-- Extracted data start --

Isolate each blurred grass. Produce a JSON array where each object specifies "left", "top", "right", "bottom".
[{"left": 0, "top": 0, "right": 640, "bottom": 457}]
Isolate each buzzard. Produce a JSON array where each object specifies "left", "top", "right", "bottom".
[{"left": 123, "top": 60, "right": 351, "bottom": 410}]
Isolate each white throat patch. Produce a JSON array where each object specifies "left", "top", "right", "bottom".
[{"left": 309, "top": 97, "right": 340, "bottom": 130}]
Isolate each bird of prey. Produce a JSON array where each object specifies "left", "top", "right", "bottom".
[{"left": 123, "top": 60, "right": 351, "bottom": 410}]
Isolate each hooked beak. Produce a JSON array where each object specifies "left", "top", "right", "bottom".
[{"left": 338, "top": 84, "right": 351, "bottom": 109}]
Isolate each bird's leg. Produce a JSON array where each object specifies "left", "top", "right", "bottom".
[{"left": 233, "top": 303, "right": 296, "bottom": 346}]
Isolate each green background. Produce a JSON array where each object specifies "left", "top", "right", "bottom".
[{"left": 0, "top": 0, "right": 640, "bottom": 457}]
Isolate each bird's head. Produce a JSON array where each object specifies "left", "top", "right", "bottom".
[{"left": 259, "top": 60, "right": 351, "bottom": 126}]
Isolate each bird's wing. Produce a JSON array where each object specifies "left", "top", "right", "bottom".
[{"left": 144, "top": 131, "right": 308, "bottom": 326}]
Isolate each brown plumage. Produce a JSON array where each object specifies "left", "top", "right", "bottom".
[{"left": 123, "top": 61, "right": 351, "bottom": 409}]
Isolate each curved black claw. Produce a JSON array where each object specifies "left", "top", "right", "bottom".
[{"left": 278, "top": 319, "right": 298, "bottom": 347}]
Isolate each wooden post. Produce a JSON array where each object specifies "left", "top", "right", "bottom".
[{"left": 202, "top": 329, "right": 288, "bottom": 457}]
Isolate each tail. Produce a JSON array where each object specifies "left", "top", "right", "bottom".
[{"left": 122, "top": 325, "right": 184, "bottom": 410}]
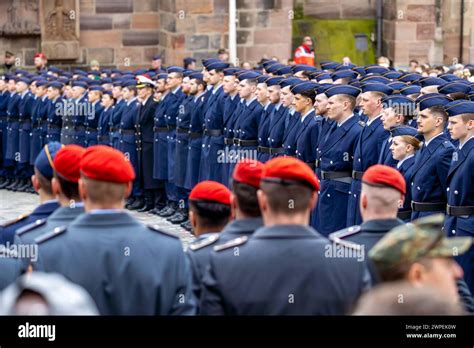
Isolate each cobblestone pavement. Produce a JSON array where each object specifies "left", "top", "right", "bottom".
[{"left": 0, "top": 190, "right": 194, "bottom": 248}]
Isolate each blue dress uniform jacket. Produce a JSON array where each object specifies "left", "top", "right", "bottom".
[
  {"left": 201, "top": 225, "right": 371, "bottom": 315},
  {"left": 109, "top": 99, "right": 127, "bottom": 149},
  {"left": 411, "top": 134, "right": 454, "bottom": 220},
  {"left": 46, "top": 97, "right": 64, "bottom": 143},
  {"left": 84, "top": 101, "right": 104, "bottom": 146},
  {"left": 97, "top": 106, "right": 114, "bottom": 146},
  {"left": 184, "top": 92, "right": 207, "bottom": 190},
  {"left": 444, "top": 138, "right": 474, "bottom": 292},
  {"left": 5, "top": 93, "right": 20, "bottom": 160},
  {"left": 18, "top": 92, "right": 35, "bottom": 164},
  {"left": 137, "top": 96, "right": 159, "bottom": 190},
  {"left": 33, "top": 212, "right": 196, "bottom": 315},
  {"left": 316, "top": 116, "right": 362, "bottom": 236},
  {"left": 186, "top": 218, "right": 263, "bottom": 299},
  {"left": 175, "top": 95, "right": 194, "bottom": 187},
  {"left": 199, "top": 85, "right": 228, "bottom": 183},
  {"left": 346, "top": 117, "right": 390, "bottom": 226},
  {"left": 397, "top": 156, "right": 415, "bottom": 222},
  {"left": 0, "top": 200, "right": 59, "bottom": 244}
]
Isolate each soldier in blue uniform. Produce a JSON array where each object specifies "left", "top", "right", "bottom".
[
  {"left": 329, "top": 164, "right": 406, "bottom": 252},
  {"left": 390, "top": 126, "right": 421, "bottom": 222},
  {"left": 187, "top": 180, "right": 231, "bottom": 299},
  {"left": 346, "top": 83, "right": 393, "bottom": 226},
  {"left": 199, "top": 61, "right": 229, "bottom": 183},
  {"left": 316, "top": 85, "right": 363, "bottom": 236},
  {"left": 444, "top": 100, "right": 474, "bottom": 293},
  {"left": 411, "top": 94, "right": 454, "bottom": 220},
  {"left": 200, "top": 157, "right": 371, "bottom": 315},
  {"left": 84, "top": 86, "right": 104, "bottom": 147},
  {"left": 377, "top": 94, "right": 416, "bottom": 168},
  {"left": 0, "top": 142, "right": 61, "bottom": 245},
  {"left": 33, "top": 145, "right": 196, "bottom": 315},
  {"left": 45, "top": 81, "right": 64, "bottom": 144}
]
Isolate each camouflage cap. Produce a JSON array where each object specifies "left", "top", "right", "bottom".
[{"left": 369, "top": 214, "right": 472, "bottom": 271}]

-- Extracted data end --

• **What you have to do**
Copy every line of the data exactly as written, excluding the pictures.

• **Exercise response**
Isolate each blurred grass. Produce a JSON array where each object specifies "left", "top", "right", "bottom".
[{"left": 0, "top": 0, "right": 640, "bottom": 457}]
Isolate each buzzard. Produce a JSON array where each object specifies "left", "top", "right", "bottom".
[{"left": 123, "top": 60, "right": 351, "bottom": 410}]
Isolate each white throat patch. Produce a JSON array where each object specifies "left", "top", "right", "bottom".
[{"left": 309, "top": 97, "right": 340, "bottom": 130}]
Isolate each bird of prey. Produce a JSON array where each object specifies "left", "top", "right", "bottom".
[{"left": 123, "top": 60, "right": 351, "bottom": 410}]
Isolate each hooked beak. Produce a JSON array where each object specifies "left", "top", "right", "bottom".
[{"left": 338, "top": 84, "right": 351, "bottom": 109}]
Isolate each bird's leg. Produce a JSON array where each object specifies "left", "top", "right", "bottom".
[{"left": 233, "top": 303, "right": 296, "bottom": 346}]
Isolate each green background. Produce a JSON array where each object specifies "left", "top", "right", "bottom".
[{"left": 0, "top": 0, "right": 640, "bottom": 457}]
Isolate each bird's head. Produce a JSON array where each object specifies "left", "top", "right", "bottom".
[{"left": 259, "top": 60, "right": 351, "bottom": 126}]
Isolate each bird's wing. Produce a JSON array where each object specifies "left", "top", "right", "bottom".
[{"left": 144, "top": 131, "right": 308, "bottom": 326}]
Isolate each brown plumage. Produce a JSON array where each object specifies "left", "top", "right", "bottom".
[{"left": 123, "top": 61, "right": 351, "bottom": 409}]
Isolate each curved black claw. Produce a JSON array where each object specifies "left", "top", "right", "bottom".
[{"left": 278, "top": 319, "right": 298, "bottom": 347}]
Isolate each wooden post. Produce a JSON array where each object specifies "left", "top", "right", "bottom".
[{"left": 202, "top": 329, "right": 288, "bottom": 457}]
Isolate each tail. Produce a JSON array where each object specifies "left", "top", "right", "bottom".
[{"left": 122, "top": 325, "right": 184, "bottom": 410}]
Isolate each cobblestone pavement. Produce a JSON array where each object specifies "left", "top", "right", "bottom".
[{"left": 0, "top": 190, "right": 194, "bottom": 248}]
Isolate each blue dress uniform jacket. Produce a JSON array where each object specifies "left", "top", "right", "bottom".
[
  {"left": 201, "top": 225, "right": 371, "bottom": 315},
  {"left": 109, "top": 99, "right": 127, "bottom": 149},
  {"left": 411, "top": 134, "right": 454, "bottom": 220},
  {"left": 46, "top": 97, "right": 64, "bottom": 143},
  {"left": 84, "top": 101, "right": 104, "bottom": 146},
  {"left": 97, "top": 106, "right": 114, "bottom": 146},
  {"left": 184, "top": 92, "right": 207, "bottom": 190},
  {"left": 444, "top": 138, "right": 474, "bottom": 292},
  {"left": 5, "top": 93, "right": 20, "bottom": 160},
  {"left": 18, "top": 92, "right": 35, "bottom": 164},
  {"left": 137, "top": 96, "right": 159, "bottom": 190},
  {"left": 33, "top": 212, "right": 196, "bottom": 315},
  {"left": 316, "top": 116, "right": 362, "bottom": 236},
  {"left": 186, "top": 218, "right": 263, "bottom": 299},
  {"left": 175, "top": 95, "right": 194, "bottom": 187},
  {"left": 199, "top": 85, "right": 228, "bottom": 183},
  {"left": 346, "top": 117, "right": 390, "bottom": 226},
  {"left": 397, "top": 156, "right": 415, "bottom": 222},
  {"left": 0, "top": 200, "right": 59, "bottom": 244}
]
Isolate each soldier in blue uniform. Produce a JSON array where each object specifies "left", "top", "right", "bottom".
[
  {"left": 329, "top": 164, "right": 406, "bottom": 252},
  {"left": 390, "top": 126, "right": 421, "bottom": 222},
  {"left": 187, "top": 180, "right": 231, "bottom": 299},
  {"left": 346, "top": 83, "right": 393, "bottom": 226},
  {"left": 199, "top": 61, "right": 229, "bottom": 183},
  {"left": 316, "top": 85, "right": 363, "bottom": 236},
  {"left": 444, "top": 100, "right": 474, "bottom": 293},
  {"left": 411, "top": 94, "right": 454, "bottom": 220},
  {"left": 200, "top": 157, "right": 371, "bottom": 315},
  {"left": 84, "top": 86, "right": 104, "bottom": 147},
  {"left": 377, "top": 94, "right": 416, "bottom": 168},
  {"left": 0, "top": 142, "right": 61, "bottom": 245},
  {"left": 33, "top": 145, "right": 196, "bottom": 315},
  {"left": 45, "top": 81, "right": 64, "bottom": 144}
]
Isolate each camouflage cap. Produce a JSON array where each object specifies "left", "top", "right", "bottom".
[{"left": 369, "top": 214, "right": 472, "bottom": 271}]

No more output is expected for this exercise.